A run of data:
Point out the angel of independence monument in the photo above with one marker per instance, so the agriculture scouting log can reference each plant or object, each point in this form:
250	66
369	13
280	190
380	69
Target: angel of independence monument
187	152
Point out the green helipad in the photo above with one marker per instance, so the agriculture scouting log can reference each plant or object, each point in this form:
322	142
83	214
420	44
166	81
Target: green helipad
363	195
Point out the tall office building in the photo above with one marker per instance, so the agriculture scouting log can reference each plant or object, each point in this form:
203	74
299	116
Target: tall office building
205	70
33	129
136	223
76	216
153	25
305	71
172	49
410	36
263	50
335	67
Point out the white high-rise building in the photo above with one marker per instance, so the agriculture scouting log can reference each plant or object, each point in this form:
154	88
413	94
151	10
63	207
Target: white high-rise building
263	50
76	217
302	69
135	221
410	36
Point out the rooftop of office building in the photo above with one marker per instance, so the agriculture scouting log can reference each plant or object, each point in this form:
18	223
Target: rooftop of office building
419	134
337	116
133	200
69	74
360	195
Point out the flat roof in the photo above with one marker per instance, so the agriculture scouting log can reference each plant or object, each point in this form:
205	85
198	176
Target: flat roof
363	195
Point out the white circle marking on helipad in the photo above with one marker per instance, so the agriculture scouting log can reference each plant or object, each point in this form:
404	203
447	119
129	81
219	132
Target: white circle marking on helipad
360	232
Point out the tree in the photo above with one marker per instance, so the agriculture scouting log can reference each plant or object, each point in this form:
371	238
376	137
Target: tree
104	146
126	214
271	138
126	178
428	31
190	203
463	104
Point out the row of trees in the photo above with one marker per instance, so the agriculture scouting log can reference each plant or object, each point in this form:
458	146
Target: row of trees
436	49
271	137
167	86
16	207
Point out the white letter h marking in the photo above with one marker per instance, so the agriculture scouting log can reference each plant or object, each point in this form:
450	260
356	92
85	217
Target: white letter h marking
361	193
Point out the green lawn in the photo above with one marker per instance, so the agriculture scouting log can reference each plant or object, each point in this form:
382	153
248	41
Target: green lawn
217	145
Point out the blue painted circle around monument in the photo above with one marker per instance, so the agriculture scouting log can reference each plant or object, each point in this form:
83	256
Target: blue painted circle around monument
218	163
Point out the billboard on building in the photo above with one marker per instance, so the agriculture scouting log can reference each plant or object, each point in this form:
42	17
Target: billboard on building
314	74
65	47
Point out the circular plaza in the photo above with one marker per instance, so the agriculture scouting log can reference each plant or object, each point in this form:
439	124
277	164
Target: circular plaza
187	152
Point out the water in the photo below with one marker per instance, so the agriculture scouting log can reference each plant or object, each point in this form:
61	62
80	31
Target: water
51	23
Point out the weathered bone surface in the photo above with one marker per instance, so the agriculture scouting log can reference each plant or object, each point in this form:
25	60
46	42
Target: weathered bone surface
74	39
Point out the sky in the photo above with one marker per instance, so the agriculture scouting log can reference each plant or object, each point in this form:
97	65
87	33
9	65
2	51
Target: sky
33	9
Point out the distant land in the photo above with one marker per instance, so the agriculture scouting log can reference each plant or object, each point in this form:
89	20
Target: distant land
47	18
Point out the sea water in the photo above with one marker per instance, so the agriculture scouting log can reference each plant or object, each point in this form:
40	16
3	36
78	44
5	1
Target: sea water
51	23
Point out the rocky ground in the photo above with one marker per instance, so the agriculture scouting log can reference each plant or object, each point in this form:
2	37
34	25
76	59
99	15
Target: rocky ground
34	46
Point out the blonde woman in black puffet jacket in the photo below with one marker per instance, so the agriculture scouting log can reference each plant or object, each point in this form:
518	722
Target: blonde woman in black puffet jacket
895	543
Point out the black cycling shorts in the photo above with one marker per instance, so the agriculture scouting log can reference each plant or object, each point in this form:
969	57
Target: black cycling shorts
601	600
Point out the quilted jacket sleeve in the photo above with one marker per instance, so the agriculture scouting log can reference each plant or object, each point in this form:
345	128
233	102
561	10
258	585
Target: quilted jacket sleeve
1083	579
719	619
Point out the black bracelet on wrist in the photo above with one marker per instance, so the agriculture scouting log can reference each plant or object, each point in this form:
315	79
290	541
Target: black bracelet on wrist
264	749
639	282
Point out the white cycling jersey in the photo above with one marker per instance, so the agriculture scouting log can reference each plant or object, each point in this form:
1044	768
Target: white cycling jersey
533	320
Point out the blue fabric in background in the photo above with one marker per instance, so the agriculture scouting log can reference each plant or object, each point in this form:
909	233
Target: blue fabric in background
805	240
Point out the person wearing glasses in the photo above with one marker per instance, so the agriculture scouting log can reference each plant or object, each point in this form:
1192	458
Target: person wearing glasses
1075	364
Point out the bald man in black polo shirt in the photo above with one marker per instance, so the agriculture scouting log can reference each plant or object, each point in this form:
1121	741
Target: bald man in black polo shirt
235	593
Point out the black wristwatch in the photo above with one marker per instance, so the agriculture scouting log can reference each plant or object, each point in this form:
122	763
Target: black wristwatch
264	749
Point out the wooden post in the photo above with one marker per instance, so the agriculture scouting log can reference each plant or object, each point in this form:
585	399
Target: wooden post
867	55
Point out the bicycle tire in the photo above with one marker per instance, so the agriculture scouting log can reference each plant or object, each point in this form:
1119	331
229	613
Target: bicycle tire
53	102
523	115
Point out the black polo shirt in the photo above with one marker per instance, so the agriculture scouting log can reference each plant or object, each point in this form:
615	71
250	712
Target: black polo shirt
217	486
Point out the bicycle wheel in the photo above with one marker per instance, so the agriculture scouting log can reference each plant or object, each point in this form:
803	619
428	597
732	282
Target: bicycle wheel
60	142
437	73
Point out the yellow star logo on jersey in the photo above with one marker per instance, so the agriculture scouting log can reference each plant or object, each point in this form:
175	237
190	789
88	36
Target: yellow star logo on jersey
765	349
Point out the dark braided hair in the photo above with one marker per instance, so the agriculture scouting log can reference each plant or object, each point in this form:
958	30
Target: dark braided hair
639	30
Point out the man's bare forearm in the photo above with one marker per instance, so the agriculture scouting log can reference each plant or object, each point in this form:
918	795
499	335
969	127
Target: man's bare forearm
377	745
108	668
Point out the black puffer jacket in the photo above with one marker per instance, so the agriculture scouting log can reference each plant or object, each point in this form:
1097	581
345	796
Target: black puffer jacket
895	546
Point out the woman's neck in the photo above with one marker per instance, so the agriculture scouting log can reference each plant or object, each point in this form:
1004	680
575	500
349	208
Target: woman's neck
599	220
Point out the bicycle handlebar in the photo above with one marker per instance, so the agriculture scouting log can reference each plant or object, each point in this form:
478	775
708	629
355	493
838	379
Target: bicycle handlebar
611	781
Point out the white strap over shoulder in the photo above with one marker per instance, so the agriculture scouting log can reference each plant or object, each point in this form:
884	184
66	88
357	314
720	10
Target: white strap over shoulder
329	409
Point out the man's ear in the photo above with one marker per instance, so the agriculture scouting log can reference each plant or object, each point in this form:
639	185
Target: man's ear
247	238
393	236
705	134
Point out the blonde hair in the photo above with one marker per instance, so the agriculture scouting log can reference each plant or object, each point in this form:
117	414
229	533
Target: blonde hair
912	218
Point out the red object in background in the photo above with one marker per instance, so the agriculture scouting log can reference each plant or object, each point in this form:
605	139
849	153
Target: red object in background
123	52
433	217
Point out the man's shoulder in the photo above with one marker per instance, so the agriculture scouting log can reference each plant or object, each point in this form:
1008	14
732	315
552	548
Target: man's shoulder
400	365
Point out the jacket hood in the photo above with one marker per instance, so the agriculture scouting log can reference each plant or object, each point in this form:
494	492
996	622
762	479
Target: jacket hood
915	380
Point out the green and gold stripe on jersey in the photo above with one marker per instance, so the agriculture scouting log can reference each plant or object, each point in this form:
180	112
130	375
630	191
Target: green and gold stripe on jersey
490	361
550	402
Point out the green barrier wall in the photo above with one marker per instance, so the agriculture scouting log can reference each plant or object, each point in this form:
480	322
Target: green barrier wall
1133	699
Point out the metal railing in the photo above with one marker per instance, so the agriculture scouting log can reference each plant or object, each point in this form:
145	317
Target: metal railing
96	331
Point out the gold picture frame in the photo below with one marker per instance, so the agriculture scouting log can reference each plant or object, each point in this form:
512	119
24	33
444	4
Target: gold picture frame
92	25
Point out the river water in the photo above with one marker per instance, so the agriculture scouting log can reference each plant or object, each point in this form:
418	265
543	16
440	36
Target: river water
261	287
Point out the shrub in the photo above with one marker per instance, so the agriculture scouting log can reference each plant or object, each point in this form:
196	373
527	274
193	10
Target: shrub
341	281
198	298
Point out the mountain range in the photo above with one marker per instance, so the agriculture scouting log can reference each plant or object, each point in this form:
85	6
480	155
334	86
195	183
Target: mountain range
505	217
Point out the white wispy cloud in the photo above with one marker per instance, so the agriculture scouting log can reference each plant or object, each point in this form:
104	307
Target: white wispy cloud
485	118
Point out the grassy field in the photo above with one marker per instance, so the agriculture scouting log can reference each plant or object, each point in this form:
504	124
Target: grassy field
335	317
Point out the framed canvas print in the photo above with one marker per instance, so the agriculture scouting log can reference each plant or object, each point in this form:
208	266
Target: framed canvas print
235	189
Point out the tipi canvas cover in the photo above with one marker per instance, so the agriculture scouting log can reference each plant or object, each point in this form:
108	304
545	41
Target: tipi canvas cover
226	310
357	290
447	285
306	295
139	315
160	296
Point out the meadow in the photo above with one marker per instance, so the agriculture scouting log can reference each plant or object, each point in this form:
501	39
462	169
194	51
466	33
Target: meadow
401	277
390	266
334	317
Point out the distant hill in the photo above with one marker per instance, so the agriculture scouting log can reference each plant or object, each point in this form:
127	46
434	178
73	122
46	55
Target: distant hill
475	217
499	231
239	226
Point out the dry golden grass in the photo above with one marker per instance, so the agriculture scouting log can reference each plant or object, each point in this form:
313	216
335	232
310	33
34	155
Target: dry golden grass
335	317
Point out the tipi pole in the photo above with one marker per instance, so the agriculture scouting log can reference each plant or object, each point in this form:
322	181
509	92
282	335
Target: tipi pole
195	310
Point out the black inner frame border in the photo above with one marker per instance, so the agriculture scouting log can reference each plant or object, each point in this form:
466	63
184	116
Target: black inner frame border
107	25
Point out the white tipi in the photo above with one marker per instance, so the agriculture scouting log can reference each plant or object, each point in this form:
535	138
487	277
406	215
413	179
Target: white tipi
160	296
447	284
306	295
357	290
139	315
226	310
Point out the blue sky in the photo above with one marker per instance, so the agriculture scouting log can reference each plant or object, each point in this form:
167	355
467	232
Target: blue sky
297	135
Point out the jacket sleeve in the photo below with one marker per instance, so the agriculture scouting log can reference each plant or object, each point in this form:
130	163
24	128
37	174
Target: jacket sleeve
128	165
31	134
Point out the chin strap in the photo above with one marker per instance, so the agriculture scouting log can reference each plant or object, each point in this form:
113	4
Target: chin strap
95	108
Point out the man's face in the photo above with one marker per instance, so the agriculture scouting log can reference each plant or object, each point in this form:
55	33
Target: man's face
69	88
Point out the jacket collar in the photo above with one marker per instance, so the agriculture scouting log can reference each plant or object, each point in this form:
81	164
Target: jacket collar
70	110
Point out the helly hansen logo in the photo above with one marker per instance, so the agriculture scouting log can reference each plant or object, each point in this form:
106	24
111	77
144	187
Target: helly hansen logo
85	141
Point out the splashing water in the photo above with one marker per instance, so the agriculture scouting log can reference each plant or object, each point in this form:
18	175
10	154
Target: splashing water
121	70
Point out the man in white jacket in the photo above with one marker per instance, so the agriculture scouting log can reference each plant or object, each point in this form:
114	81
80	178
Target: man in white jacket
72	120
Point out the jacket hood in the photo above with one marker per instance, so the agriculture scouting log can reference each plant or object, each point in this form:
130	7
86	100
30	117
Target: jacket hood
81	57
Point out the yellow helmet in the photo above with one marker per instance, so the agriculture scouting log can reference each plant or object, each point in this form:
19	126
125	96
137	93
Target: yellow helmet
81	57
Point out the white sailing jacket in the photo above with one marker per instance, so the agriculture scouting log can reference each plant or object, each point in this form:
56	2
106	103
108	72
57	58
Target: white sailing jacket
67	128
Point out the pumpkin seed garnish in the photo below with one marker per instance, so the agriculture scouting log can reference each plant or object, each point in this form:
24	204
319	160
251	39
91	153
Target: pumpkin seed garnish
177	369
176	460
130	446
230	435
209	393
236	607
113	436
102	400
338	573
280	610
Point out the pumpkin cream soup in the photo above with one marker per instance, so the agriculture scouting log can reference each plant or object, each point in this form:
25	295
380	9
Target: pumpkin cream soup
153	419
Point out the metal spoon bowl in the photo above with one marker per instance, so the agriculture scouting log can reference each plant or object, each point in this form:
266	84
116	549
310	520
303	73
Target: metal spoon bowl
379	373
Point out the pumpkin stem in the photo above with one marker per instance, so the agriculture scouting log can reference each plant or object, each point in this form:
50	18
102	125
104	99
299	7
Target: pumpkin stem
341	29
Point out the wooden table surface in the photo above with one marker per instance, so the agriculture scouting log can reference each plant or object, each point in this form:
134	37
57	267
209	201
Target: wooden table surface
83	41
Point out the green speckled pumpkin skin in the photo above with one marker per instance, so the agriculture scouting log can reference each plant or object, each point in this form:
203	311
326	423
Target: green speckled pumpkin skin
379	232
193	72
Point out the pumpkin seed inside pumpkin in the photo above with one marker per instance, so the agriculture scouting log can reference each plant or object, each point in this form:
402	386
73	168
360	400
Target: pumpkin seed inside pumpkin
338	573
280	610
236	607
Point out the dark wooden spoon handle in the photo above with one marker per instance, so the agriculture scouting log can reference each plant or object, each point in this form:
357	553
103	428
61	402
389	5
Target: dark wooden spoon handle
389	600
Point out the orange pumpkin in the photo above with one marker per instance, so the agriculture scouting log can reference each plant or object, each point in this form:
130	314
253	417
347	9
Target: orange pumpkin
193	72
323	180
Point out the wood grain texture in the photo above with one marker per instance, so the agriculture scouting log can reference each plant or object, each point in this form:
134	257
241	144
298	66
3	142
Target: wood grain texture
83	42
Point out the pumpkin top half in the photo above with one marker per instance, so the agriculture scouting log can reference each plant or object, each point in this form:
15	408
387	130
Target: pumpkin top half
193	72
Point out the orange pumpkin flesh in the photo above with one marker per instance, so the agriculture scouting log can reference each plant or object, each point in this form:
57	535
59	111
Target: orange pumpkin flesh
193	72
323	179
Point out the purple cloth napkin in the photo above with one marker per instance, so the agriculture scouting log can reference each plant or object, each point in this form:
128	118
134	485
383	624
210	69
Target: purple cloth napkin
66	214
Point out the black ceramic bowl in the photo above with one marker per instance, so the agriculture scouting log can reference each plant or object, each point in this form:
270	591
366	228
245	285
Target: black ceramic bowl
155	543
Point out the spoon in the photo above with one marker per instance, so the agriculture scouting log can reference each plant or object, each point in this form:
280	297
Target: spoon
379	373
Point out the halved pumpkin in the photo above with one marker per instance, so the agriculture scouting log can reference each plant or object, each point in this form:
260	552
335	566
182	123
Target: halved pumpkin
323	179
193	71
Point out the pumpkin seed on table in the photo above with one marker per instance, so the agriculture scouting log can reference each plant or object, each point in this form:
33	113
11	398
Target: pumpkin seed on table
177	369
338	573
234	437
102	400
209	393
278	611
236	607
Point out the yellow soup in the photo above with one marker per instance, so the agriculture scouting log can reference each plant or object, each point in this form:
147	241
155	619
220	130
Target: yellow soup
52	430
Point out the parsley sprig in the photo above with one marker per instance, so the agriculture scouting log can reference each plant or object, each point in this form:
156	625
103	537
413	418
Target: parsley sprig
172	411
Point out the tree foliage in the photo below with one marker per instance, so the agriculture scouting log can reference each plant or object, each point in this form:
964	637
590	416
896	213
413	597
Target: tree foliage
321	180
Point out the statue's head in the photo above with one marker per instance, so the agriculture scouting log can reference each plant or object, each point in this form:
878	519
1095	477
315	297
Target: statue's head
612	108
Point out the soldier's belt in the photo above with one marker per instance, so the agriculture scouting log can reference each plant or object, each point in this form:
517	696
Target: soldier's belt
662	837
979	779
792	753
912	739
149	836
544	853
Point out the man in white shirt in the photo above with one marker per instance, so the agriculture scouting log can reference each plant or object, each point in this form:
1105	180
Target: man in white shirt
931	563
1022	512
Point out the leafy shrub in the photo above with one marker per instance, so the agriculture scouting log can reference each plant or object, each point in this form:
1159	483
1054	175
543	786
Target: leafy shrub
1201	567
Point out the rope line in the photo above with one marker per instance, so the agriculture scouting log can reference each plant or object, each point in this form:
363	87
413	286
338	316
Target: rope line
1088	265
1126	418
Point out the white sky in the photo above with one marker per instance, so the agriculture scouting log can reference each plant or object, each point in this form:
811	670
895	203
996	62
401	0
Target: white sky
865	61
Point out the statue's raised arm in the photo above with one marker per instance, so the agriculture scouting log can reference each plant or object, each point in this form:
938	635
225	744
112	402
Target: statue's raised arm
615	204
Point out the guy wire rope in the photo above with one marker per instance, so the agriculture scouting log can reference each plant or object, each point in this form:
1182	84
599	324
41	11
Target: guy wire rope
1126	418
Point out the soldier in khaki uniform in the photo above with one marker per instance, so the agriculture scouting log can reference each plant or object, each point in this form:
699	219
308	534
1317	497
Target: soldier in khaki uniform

TASK INSTRUCTIONS: Format the data as a JSON list of strings with one string per line, leaving out blank lines. Start at the beginning of the data and stop after the line that contains "Target: angel of independence monument".

COMPLETE OUTPUT:
[
  "Point out the angel of independence monument in the photo above with one marker per instance, so the agriculture scouting log can reference each plant or object, each point in this form:",
  "250\t66",
  "369\t13",
  "280\t190",
  "380\t69",
  "Target: angel of independence monument"
]